I tabled early-day motion 2659 calling on the Health Secretary
“to respect the ruling by the Information Commissioner and to publish the risk register associated with the Health and Social Care Bill reforms in advance of Report Stage in the House of Lords”
so as to inform that debate. The motion we are debating in today’s important debate echoes the wording in my early-day motion, which almost 100 people have signed, including 15 Lib Dem MPs at the last count. I hope they will back up their signature with their vote in the Lobby today. Many Members on both sides of the House have received letters about this issue and there has been an e-petition from 38 Degrees, which has had tremendous support in very few days. In case Government Members need any encouragement, let me refer to a poll from this week showing that 70% of Lib Dem supporters trust NHS professionals more than the Prime Minister and the Health Secretary on the Health and Social Care Bill.
Mr Marcus Jones: The health professionals will be in charge.
Grahame M. Morris: Most of the health care professionals—indeed 90%; the ones who were not invited to the summit—oppose the changes in one form or other. Also, 80% of Lib Dem voters want the risk register published—an even bigger percentage than that of Labour voters.

Records provided:
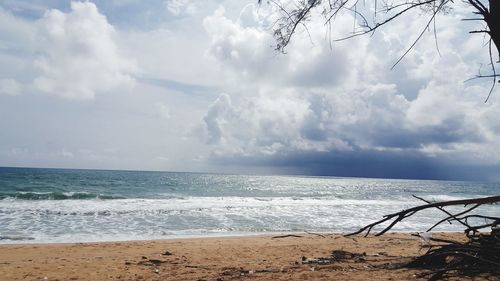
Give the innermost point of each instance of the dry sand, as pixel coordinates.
(231, 258)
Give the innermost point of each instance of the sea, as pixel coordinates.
(63, 205)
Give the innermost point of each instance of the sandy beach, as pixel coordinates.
(228, 258)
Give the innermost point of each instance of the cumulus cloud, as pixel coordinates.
(344, 100)
(77, 56)
(9, 87)
(181, 7)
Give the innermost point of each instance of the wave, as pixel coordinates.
(56, 196)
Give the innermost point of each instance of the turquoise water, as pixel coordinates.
(52, 205)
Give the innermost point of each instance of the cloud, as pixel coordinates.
(77, 57)
(9, 87)
(180, 7)
(329, 105)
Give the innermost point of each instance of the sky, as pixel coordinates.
(197, 86)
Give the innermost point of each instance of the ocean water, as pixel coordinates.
(54, 205)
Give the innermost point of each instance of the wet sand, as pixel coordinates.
(228, 258)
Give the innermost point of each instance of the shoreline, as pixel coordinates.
(259, 257)
(206, 236)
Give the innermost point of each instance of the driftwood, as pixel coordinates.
(479, 255)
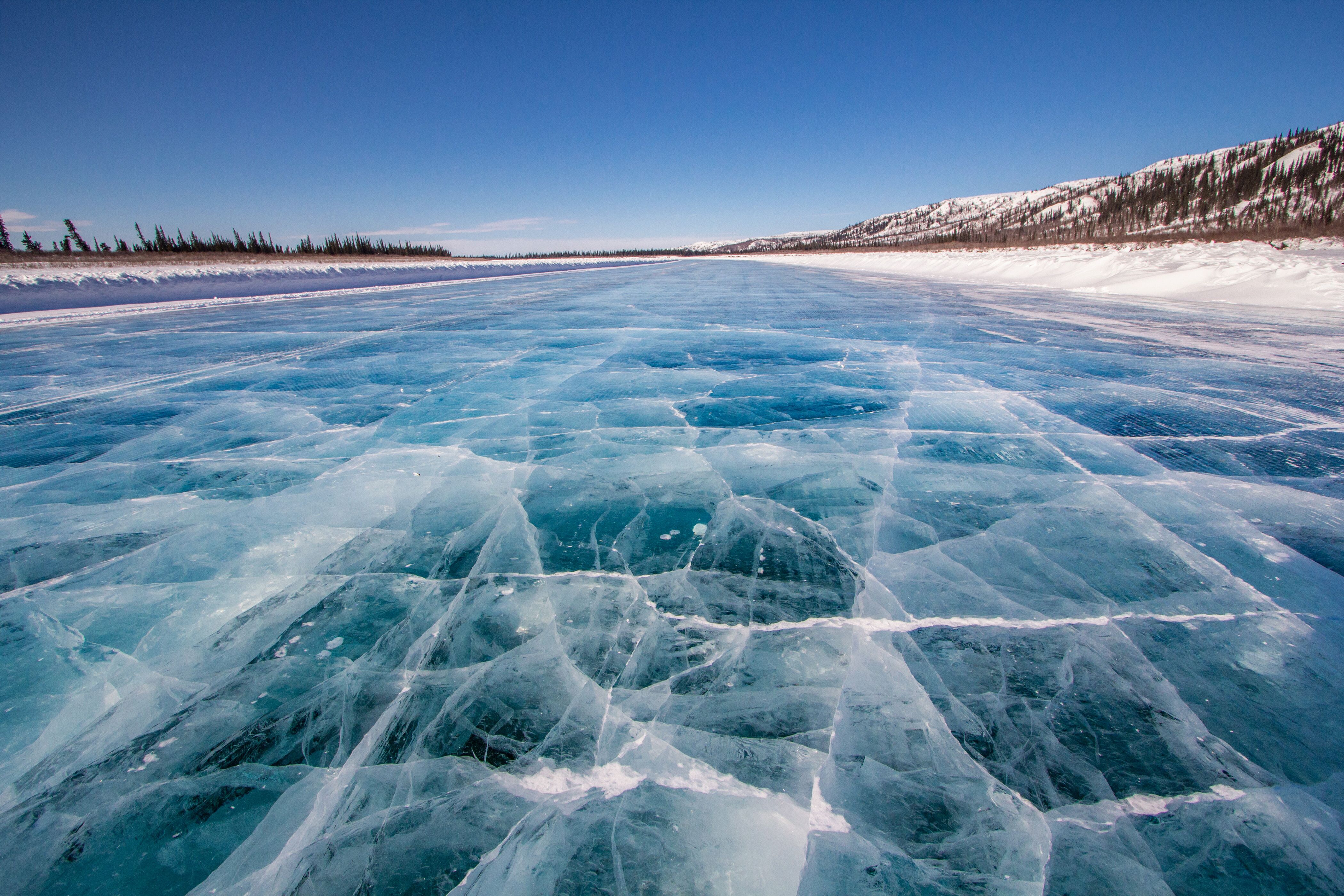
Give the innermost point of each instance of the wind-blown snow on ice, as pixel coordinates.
(708, 577)
(1303, 275)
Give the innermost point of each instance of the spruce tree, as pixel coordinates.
(75, 236)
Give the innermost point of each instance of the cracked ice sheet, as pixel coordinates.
(710, 577)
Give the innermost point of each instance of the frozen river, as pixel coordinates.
(705, 577)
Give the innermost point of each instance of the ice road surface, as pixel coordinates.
(711, 577)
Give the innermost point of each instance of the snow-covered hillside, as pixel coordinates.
(1284, 182)
(1303, 275)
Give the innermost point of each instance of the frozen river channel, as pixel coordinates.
(706, 577)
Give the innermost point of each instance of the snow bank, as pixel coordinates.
(42, 288)
(1306, 275)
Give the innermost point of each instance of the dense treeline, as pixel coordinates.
(256, 244)
(608, 253)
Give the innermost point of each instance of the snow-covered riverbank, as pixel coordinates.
(48, 288)
(1306, 275)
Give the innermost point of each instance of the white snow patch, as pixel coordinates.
(823, 817)
(612, 780)
(1307, 275)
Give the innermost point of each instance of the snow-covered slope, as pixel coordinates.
(711, 245)
(1285, 182)
(44, 287)
(1304, 275)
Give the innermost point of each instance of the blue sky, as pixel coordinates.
(561, 125)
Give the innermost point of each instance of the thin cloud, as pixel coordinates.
(488, 228)
(17, 220)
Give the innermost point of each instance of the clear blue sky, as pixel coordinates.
(511, 127)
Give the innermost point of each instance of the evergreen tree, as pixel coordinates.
(75, 236)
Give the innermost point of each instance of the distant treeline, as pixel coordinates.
(613, 253)
(254, 244)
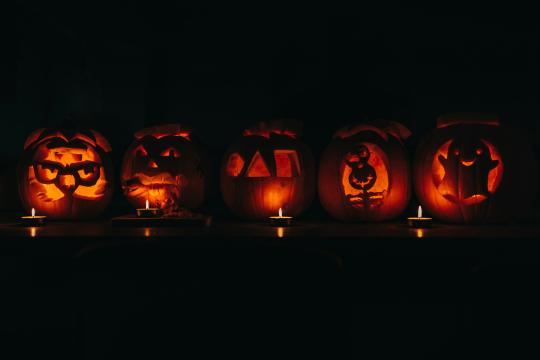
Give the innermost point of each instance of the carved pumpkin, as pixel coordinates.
(364, 173)
(266, 169)
(472, 170)
(66, 174)
(165, 166)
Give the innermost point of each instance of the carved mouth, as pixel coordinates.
(468, 162)
(162, 179)
(471, 200)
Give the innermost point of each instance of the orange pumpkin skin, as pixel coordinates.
(267, 170)
(66, 174)
(167, 167)
(364, 173)
(473, 170)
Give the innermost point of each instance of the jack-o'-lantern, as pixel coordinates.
(266, 169)
(364, 173)
(167, 167)
(66, 174)
(473, 170)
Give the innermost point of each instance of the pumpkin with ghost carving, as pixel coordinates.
(471, 169)
(166, 166)
(266, 169)
(66, 174)
(364, 173)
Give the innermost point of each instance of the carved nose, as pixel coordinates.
(66, 183)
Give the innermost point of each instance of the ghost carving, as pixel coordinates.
(466, 169)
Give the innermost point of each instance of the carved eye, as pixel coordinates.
(87, 172)
(47, 172)
(170, 152)
(235, 164)
(141, 151)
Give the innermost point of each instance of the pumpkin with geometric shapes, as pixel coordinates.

Task goal:
Carry on the parliamentary debate about publishing the risk register for the Health and Social Care Bill, starting after its final sentence.

Exercise result:
Ian Lavery (Wansbeck) (Lab): Does my hon. Friend agree with the Secretary of State about the huge support for the Government from GPs over these reforms?
Grahame M. Morris: A number of Members on the Government Benches have referred, in Health questions and at other times, to the huge support among clinicians and GPs in their area, but Clare Gerada, the chair of the Royal College of General Practitioners, has said that just because GPs are compelled to man the lifeboats does not mean they agree with the sinking of the ship. That sums things up.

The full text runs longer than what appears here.